> What is asked
Every entry below should be printed exactly, without its images.

# START OF Records shown

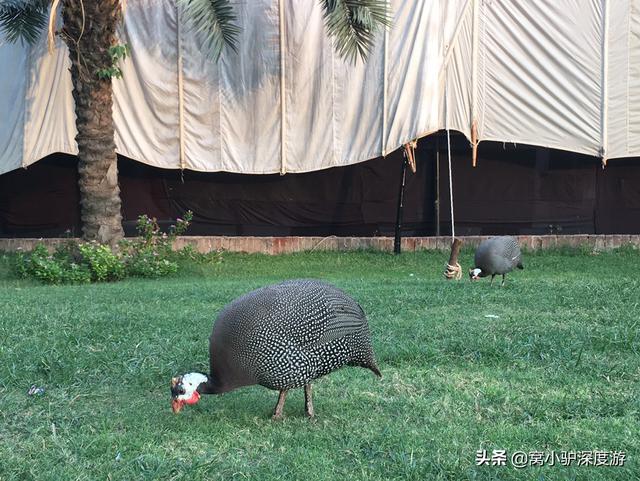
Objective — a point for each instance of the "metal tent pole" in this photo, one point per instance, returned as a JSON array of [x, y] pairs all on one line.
[[398, 237]]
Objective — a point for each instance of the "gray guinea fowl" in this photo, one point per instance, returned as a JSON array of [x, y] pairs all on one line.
[[281, 337], [498, 255]]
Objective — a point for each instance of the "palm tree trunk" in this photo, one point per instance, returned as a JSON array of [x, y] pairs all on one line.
[[89, 30]]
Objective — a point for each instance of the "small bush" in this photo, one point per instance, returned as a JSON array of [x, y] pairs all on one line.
[[103, 263], [149, 255], [51, 268]]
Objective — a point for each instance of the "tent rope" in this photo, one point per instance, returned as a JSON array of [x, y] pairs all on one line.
[[452, 271]]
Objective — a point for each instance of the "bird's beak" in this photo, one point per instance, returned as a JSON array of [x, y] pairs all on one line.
[[176, 405]]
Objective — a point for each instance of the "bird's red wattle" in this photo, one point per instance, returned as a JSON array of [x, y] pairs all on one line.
[[194, 398]]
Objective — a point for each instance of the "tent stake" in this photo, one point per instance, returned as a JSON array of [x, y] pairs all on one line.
[[398, 237]]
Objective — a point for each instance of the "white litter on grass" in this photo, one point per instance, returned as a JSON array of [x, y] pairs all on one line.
[[35, 391]]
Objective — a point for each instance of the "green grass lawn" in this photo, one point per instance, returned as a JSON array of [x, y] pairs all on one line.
[[548, 363]]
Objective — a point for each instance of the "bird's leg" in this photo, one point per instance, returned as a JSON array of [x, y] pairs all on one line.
[[308, 403], [277, 412]]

# END OF Records shown

> Exercise output
Objective — a point for each instance of the "metal tent pole" in this photo, one point per instance, returned as a JSON array of [x, y] pairs all on one line.
[[398, 237]]
Objective — a point for each instance of the "gray guinea fowl" in this photo, one point per instance, returned as a JSON array of [x, y] pairs all on one line.
[[281, 337], [498, 255]]
Objective — a point for each instance of the "palm tree trunk" in this photo, one point per instance, returned as a JSON array of [x, y] pairs all on one line.
[[89, 30]]
Objective — a point for each instance of the "small bush" in this photo, one point per instance, returned as a JSON array of [x, y] pairs all on one line.
[[103, 263], [149, 255], [51, 268]]
Objective — a point for each instance of the "tent rope" in this photo, one point per instance, returned as a JSON array of [x, y] pairs all on one line.
[[452, 271]]
Objective — a point for each instance of the "bird's beak" in this photo, one point per instance, returned as a JSON array of [x, y] pairs all on one line.
[[176, 405]]
Objective — a point for each instance of the "bird's red wattle" in this photo, one point per instance, returned as a JSON array of [x, y] pairs all on one line.
[[194, 398]]
Objective — a point for each instance of the "tent stake" in this photo, one point per instance, returned as a JSON array of [x, y] pairs all on one line.
[[398, 237]]
Objective — a point for each instance of the "white litter on grass" in this photo, one point per instance, returned as a JSON array of [x, y] pairs all on one line.
[[35, 391]]
Objective — a point for each instance of the "green grass lawn" in this photo, one point per instance, returned as a JSON array of [x, y] pairs all on one line.
[[548, 363]]
Objective — a point for each instance of the "bird's leg" in this photo, one point per instance, returned as a JSON array of [x, y] pairs all on one line.
[[308, 403], [277, 412]]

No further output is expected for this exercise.